(Goal):
Count the lines in the items below that contain the string "dark", and reply with only that number.

(The data):
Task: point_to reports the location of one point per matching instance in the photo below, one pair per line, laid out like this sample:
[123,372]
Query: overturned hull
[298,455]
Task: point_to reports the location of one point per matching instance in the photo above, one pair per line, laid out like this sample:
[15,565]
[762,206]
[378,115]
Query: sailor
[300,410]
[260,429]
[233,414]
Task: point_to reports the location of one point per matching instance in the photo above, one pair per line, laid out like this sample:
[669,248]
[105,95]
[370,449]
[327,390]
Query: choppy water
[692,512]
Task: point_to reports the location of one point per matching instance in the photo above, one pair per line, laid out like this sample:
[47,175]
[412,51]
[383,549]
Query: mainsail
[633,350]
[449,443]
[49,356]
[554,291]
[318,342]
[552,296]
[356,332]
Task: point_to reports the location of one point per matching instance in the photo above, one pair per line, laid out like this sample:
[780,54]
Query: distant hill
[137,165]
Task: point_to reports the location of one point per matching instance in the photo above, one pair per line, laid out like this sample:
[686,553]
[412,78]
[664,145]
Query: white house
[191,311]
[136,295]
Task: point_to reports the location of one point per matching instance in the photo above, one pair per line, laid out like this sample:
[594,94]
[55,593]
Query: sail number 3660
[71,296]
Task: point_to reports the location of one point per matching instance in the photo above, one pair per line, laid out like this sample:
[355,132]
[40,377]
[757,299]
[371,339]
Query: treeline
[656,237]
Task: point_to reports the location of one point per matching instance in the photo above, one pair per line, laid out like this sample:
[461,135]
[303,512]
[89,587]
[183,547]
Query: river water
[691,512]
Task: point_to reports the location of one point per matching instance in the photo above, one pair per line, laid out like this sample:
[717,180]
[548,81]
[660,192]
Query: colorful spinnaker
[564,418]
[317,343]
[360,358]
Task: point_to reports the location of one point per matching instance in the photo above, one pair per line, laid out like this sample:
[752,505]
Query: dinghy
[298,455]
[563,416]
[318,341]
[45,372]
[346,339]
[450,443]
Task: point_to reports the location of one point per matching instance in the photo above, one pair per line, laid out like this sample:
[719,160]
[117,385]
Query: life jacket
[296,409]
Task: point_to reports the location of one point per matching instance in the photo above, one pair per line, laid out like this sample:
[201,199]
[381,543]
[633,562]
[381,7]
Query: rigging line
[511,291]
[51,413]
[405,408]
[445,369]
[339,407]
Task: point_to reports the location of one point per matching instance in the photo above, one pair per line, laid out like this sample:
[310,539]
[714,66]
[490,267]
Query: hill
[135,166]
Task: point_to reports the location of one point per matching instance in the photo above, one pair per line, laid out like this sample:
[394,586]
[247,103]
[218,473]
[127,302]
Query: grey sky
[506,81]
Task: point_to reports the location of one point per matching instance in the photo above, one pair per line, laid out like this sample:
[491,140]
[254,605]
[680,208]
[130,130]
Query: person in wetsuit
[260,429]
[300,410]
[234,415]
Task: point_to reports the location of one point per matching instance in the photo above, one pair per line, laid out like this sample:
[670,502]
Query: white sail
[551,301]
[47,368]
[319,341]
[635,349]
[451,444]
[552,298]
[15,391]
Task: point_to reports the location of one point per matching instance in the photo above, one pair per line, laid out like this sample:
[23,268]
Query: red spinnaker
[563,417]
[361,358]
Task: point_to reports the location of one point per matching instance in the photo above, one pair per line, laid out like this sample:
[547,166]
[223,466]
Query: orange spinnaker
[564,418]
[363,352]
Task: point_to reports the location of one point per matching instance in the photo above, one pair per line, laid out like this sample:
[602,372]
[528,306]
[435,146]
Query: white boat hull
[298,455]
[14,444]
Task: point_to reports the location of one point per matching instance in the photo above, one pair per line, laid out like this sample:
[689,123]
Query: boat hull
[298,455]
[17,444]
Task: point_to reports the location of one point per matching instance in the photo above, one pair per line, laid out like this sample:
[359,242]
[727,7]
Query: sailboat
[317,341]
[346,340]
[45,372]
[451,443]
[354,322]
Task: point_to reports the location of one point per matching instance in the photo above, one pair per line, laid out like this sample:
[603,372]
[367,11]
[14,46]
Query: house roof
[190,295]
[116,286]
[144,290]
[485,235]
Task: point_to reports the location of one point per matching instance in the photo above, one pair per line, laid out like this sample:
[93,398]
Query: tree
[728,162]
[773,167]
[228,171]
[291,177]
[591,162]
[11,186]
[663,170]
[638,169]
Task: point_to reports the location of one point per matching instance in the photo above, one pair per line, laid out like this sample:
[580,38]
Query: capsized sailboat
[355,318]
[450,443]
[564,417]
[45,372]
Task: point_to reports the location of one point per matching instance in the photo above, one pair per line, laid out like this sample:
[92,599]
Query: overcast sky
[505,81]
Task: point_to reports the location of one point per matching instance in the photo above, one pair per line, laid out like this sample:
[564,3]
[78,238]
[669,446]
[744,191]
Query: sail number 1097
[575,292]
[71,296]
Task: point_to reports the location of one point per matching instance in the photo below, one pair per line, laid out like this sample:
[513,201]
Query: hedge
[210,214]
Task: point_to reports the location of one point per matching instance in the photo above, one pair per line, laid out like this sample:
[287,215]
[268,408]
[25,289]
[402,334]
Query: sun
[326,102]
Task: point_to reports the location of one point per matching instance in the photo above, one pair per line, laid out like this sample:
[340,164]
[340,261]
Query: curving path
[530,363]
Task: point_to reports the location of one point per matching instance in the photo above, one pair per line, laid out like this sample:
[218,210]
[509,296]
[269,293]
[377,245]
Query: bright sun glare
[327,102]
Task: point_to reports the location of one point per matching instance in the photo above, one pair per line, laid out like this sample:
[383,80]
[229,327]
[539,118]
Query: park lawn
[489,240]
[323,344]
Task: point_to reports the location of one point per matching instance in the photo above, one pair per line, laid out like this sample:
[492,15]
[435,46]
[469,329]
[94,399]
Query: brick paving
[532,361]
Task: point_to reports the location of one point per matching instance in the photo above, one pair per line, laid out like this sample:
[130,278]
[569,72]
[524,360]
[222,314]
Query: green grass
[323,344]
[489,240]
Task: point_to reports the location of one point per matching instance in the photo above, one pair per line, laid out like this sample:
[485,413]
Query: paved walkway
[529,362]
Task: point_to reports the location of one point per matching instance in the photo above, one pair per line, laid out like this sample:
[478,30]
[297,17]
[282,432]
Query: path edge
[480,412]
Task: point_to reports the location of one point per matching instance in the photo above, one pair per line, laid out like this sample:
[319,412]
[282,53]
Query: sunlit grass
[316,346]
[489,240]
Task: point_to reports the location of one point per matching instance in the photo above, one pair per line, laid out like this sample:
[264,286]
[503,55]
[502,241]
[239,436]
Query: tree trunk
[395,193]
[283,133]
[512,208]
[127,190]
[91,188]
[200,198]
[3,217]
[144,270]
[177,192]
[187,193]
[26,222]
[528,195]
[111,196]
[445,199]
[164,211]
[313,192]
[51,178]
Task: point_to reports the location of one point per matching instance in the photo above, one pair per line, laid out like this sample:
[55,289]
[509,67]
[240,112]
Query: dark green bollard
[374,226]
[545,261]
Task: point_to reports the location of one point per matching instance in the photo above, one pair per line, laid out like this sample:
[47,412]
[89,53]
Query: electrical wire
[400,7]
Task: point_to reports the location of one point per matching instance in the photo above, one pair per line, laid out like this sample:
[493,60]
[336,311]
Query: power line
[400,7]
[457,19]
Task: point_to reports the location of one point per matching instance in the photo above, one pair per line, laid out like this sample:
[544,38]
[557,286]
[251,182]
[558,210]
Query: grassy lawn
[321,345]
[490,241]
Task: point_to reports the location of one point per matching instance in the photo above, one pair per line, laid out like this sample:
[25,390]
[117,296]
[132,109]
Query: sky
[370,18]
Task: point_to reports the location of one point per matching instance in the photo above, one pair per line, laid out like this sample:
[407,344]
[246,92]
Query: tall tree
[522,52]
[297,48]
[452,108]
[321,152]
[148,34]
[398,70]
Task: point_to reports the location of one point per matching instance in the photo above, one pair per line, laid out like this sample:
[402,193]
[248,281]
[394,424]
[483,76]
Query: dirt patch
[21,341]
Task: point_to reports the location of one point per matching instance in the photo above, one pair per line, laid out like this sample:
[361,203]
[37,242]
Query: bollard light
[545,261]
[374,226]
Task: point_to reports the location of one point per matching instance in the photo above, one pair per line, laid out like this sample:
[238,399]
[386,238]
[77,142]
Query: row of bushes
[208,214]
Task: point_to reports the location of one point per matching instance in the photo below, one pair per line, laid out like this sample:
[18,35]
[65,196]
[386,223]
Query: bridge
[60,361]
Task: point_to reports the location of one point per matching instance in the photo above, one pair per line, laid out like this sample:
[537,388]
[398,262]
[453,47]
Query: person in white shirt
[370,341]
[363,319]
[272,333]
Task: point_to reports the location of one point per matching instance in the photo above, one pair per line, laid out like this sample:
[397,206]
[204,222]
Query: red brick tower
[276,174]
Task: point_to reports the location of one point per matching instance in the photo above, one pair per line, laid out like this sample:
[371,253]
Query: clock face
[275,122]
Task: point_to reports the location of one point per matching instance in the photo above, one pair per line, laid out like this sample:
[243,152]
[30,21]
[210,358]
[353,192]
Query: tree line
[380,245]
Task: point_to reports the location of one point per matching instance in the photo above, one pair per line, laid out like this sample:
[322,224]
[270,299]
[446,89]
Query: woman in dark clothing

(Reply):
2